- Your objective -
The goal here is an exact copy of the entries below, without their pictures.

- Extracted information -
Segment Open
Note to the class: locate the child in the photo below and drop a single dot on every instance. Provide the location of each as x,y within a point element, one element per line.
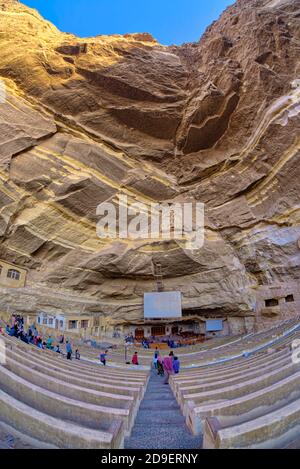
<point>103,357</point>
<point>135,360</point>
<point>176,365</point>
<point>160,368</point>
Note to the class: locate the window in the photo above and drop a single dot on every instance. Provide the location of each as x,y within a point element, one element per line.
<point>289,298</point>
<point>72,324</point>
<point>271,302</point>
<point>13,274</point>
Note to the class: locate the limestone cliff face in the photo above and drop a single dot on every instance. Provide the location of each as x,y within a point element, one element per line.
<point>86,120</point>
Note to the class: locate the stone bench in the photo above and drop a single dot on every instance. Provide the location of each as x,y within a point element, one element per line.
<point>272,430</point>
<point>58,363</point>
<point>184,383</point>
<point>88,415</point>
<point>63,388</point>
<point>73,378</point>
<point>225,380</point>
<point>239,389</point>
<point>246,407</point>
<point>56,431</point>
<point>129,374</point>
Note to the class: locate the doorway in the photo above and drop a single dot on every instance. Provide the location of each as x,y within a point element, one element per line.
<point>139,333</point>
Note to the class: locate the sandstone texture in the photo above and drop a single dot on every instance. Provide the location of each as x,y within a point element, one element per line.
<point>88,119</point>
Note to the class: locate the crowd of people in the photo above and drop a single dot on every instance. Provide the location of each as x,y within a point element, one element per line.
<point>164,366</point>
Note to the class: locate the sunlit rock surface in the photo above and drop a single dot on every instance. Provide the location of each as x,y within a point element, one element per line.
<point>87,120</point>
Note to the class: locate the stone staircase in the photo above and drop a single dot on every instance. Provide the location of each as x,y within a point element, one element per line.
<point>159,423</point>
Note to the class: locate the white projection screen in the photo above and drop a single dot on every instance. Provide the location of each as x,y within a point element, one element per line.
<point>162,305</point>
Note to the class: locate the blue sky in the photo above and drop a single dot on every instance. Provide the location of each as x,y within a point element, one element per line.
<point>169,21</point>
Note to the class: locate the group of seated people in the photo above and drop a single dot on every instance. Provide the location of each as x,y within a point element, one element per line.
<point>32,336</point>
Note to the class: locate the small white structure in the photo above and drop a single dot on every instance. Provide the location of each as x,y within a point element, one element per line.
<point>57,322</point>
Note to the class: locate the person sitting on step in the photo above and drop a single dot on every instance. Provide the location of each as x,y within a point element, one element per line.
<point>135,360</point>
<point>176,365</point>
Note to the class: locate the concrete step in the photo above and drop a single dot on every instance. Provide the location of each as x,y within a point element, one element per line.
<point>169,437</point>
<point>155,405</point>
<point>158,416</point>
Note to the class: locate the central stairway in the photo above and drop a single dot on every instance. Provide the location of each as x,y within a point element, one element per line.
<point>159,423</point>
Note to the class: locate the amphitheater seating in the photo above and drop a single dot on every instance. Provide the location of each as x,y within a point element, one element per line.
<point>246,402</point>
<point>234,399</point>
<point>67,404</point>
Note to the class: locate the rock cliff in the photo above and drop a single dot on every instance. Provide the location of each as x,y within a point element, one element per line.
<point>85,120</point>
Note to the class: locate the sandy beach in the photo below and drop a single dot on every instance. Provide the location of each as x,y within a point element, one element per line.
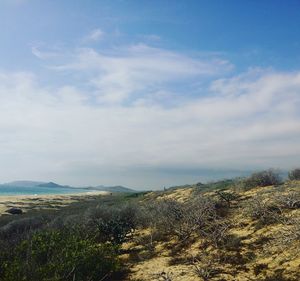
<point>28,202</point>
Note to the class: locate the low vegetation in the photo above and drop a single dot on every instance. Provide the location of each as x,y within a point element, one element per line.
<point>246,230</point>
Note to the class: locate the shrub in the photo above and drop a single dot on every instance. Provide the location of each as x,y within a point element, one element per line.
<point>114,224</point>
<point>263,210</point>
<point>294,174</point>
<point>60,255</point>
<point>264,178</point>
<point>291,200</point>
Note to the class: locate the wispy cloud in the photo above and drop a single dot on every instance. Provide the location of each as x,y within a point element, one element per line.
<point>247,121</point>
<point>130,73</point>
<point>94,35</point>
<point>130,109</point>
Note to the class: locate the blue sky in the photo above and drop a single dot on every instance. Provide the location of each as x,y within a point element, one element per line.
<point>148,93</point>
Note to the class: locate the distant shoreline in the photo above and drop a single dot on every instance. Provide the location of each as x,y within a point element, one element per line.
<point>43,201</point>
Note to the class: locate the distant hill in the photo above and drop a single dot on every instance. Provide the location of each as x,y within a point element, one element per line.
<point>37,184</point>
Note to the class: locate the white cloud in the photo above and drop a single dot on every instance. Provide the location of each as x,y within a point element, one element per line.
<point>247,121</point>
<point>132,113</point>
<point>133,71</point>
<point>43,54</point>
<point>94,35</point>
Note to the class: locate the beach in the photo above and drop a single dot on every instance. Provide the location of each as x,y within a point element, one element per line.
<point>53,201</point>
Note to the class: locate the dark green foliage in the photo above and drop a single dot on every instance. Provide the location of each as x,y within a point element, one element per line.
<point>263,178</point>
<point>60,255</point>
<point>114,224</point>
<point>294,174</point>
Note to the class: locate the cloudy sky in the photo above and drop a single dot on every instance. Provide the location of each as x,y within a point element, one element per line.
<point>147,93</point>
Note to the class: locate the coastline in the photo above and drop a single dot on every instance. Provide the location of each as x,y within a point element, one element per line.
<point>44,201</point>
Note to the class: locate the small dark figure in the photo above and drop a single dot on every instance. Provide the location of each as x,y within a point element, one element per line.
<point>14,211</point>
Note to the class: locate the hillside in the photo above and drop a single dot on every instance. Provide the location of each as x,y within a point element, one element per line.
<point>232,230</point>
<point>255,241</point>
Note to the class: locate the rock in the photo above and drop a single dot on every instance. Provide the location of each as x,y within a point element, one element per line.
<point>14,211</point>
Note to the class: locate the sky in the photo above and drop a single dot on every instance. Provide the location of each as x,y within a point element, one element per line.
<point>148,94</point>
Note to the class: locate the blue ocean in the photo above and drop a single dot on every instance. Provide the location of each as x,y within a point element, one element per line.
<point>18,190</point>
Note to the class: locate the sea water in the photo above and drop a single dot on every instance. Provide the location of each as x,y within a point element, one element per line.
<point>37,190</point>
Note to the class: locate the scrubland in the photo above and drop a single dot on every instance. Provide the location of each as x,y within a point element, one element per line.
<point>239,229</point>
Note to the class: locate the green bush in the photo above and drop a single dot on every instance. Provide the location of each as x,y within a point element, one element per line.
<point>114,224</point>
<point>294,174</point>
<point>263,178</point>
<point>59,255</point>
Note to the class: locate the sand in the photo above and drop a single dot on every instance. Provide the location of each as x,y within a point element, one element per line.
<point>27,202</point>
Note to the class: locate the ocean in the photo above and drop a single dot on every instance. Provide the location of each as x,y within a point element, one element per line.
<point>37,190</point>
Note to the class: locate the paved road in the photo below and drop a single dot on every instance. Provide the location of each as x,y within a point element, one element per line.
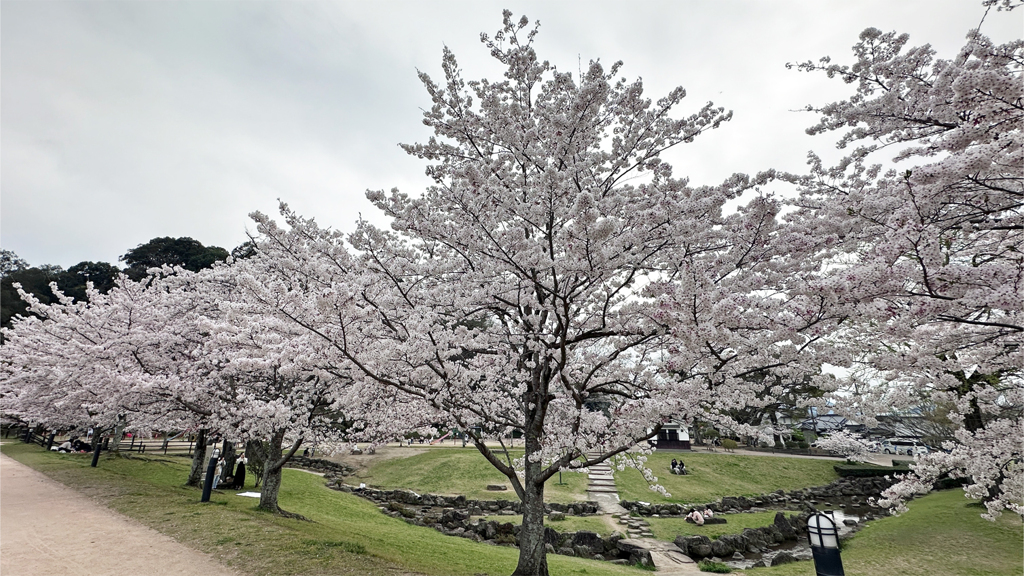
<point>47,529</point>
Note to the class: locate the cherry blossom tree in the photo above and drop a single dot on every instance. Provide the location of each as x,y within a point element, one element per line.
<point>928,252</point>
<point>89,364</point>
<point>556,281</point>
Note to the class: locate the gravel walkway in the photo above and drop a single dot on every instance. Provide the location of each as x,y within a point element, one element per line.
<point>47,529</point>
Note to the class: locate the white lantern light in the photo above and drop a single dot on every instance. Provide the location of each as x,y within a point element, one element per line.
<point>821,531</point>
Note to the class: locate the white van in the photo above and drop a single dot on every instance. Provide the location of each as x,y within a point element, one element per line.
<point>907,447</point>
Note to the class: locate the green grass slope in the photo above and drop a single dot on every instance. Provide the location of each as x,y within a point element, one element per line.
Segment Closed
- Result -
Note to the class: locate the child in the photo below and drop a single dot on every instance. Provide the location of each as x,y within a point element, one element per line.
<point>103,357</point>
<point>135,360</point>
<point>176,365</point>
<point>160,368</point>
Note to the class: locate the window in the photo above and drop a single dot on every instance. Provide the location of each as x,y within a point element, one element per line.
<point>289,298</point>
<point>72,324</point>
<point>271,302</point>
<point>13,274</point>
Note to the class: locate the limestone cliff face in the photo above and drop a single dot on every instance. Provide the location of each as x,y within a point element, one element per line.
<point>86,120</point>
Note to the class: locate the stone bench in the photo above and drop a single dot on every instance. Provide the location of each as x,y within a point element, one element per line.
<point>272,430</point>
<point>58,363</point>
<point>184,383</point>
<point>88,415</point>
<point>63,388</point>
<point>73,378</point>
<point>225,380</point>
<point>239,389</point>
<point>246,407</point>
<point>56,431</point>
<point>129,374</point>
Note to the class: locate the doorway in the photo above and drop a single dot on every instance. Provide the location of each as x,y within a point element, one element per line.
<point>139,333</point>
Note to the class: locate the sandstone texture in the photo above and drop a single dot on every instance. Provide the location of each as x,y within a point element, one element per line.
<point>88,119</point>
Note to the class: locate the crowd of people in the photo above and drop a single dot on every instance. Provide the location of each as x,y within a point element, one element per line.
<point>164,366</point>
Note to the class: locate the sunlit rock surface in the photo above and drop a single dot on every instance. Provide the location of each as x,y within a point element, one element per line.
<point>87,120</point>
Note to the class: locate the stone staircase in the photo above and drop a single dot on every instance. Provide the location of each as x,y within a point element, one element per line.
<point>159,423</point>
Note to the class: locate the white projection screen in the photo above and drop a single dot on every instance. Provide the location of each as x,y within a point element, one element per line.
<point>162,305</point>
Note to the class: locate the blue sky in the photo above and drop a single dot on every instance. Provide the location of each as x,y within a point element, one element per line.
<point>169,21</point>
Note to the class: locate the group of seated people in the photo above and drop a single dot on every instance. Provide the location of each as x,y within a point element, one element per line.
<point>32,336</point>
Note to the class: locate the small white structure in the photo above and drop a single dot on every instance. Provide the location of each as x,y within a point element, one element per line.
<point>57,322</point>
Note to the class: locate the person sitting on step in the photo above and drop a single dot on every instance. Provide the location of each as x,y within a point element, one element per line.
<point>135,360</point>
<point>176,365</point>
Note to the class: locate the concrete step in the photo above and drop a single dot on every instance. Provide the location of each as x,y within a point element, one element per line.
<point>169,437</point>
<point>155,405</point>
<point>158,416</point>
Note to the class: locate the central stairway in the photo above and drop a single dot on every instance. Provide the location of each as x,y within a point element, one element per line.
<point>159,423</point>
Note to the class: locate the amphitheater seating in the photo above and drop a single dot on every instance. Provide the location of each as x,y within a point element, one element per line.
<point>246,402</point>
<point>234,399</point>
<point>67,404</point>
Note to the class: locate the rock cliff in the photo above and drop a single dot on every instance. Provide the location of each as x,y within a point element, one element per line.
<point>85,120</point>
Note to the class: locate the sandy beach in the photo below and drop a single dot on every instance. Provide the location of each as x,y within a point element, one element per line.
<point>28,202</point>
Note to the class: locate the low vegetation in the photo above and drop a single dot on every instance. Provide the location of each as x,y within a point element, one element per line.
<point>246,230</point>
Note to the class: locate the shrub in the photo above and drop a single dot on every instance. Provide the location of each as x,y within a point element, one element per line.
<point>114,224</point>
<point>263,210</point>
<point>294,174</point>
<point>60,255</point>
<point>264,178</point>
<point>291,200</point>
Note to the class: locate the wispy cloud in the photo above and drop a single dot on every instance. Provide the location of each as x,y within a point element, one element per line.
<point>247,121</point>
<point>130,73</point>
<point>94,35</point>
<point>130,109</point>
Note to the class: locate the blue sky in the photo above and drop a single dot on every instance. Provide the location of each as x,y within a point element, one element per line.
<point>148,93</point>
Note to the class: locate the distant shoreline in the photo above and drop a single dot on every instance. Provide the location of each as x,y within a point element, one element per line.
<point>43,201</point>
Note to the class: locate the distant hill in the photo above and drop a single dot on every instance. Provide the location of each as x,y within a point element, one element per line.
<point>37,184</point>
Note to the class: locate the white cloud in the photo above and drop a single dot on every instance. Provide the location of each as x,y within a point element, one element per line.
<point>247,121</point>
<point>132,113</point>
<point>133,71</point>
<point>43,54</point>
<point>94,35</point>
Note to the class: locate the beach in the photo above and drop a single dot on every instance. Provide the location of each as x,y within a point element, one element per line.
<point>53,201</point>
Note to the class: locate the dark green foliage in the photo above and drop a single dot on every instance. Provide the location of each as x,y within a point element, one element per line.
<point>263,178</point>
<point>60,255</point>
<point>114,224</point>
<point>294,174</point>
Note to the class: locate the cloudy sky in the photo above and drop a single dot on every instance. Provide the location of each as x,y within a point element, one element per line.
<point>147,93</point>
Note to the class: locate the coastline in the photo above and drop a single dot on every instance. Provide the location of each as x,y within a point element, one element per line.
<point>44,201</point>
Note to the class: locate the small dark figure in the photo above and drop a single dot on every instance. Provide the location of each as x,y within a point element, one element per line.
<point>14,211</point>
Note to the class: locate the hillside in the photo above and drop a single dot on every instance. Provide the location of each as x,y within a point element, one element per line.
<point>232,230</point>
<point>255,241</point>
Note to the class: locate the rock in the photo above and drop a single dot on every instance. Provide the location of each as x,y within a point element, one element per line.
<point>14,211</point>
Note to the class: locate the sky in the photo above and drop a single dot on every instance. Provide the location of each as x,y within a point element, one element per line.
<point>148,94</point>
Note to the class: locate the blue ocean in the photo above and drop a single dot on every instance. Provide the location of each as x,y within a point element, one element per line.
<point>18,190</point>
Note to the class: locate the sea water in the photo above and drop a single dot on every instance. Provide the location of each as x,y within a point element, one element per line.
<point>37,190</point>
Note to the class: locate the scrubland in the photo above and drop a single dot on every instance. Provide the location of each as x,y within a point element, one element per line.
<point>239,229</point>
Note to the class: locate the green bush in the photo above and drop a single dot on every instance. Provide the location of each as x,y within a point element, one element per line.
<point>114,224</point>
<point>294,174</point>
<point>263,178</point>
<point>59,255</point>
Note to the class: locate the sand in the photo above and drop a single dot on every instance. Provide the location of each as x,y within a point element, one element per line.
<point>27,202</point>
Note to the class: locate the ocean in the photo above and drop a single dot on every instance. Provide the location of each as x,y within a point element, one element per line.
<point>37,190</point>
Note to the class: locate the paved road in the photo below and drop a single dot on every instance. Provide the location of each as x,y within a point element, one element per line.
<point>47,529</point>
Note to the class: locate the cherry blossom tree in the photo above and drop a single dot on every instance. Provide the location of each as x,y within a point element, one element per line.
<point>928,252</point>
<point>89,364</point>
<point>556,281</point>
Note to the class: locate the gravel walkway in the photo above and drop a single dot on every instance. Provide the location of each as x,y within a point element, one element per line.
<point>47,529</point>
Note to the class: locate the white lantern light in the photo above and drop a single dot on every instance. Provide the location of each as x,y within a point element, one element per line.
<point>821,531</point>
Note to the class: locate the white van in the photo above and drop a single dot on every instance. Provide the location of each as x,y within a point element, one element per line.
<point>907,447</point>
Note to the class: locate the green grass slope in the photo above and drop a single dot on every instance. Provide the location of each as x,y within a point element, one element per line.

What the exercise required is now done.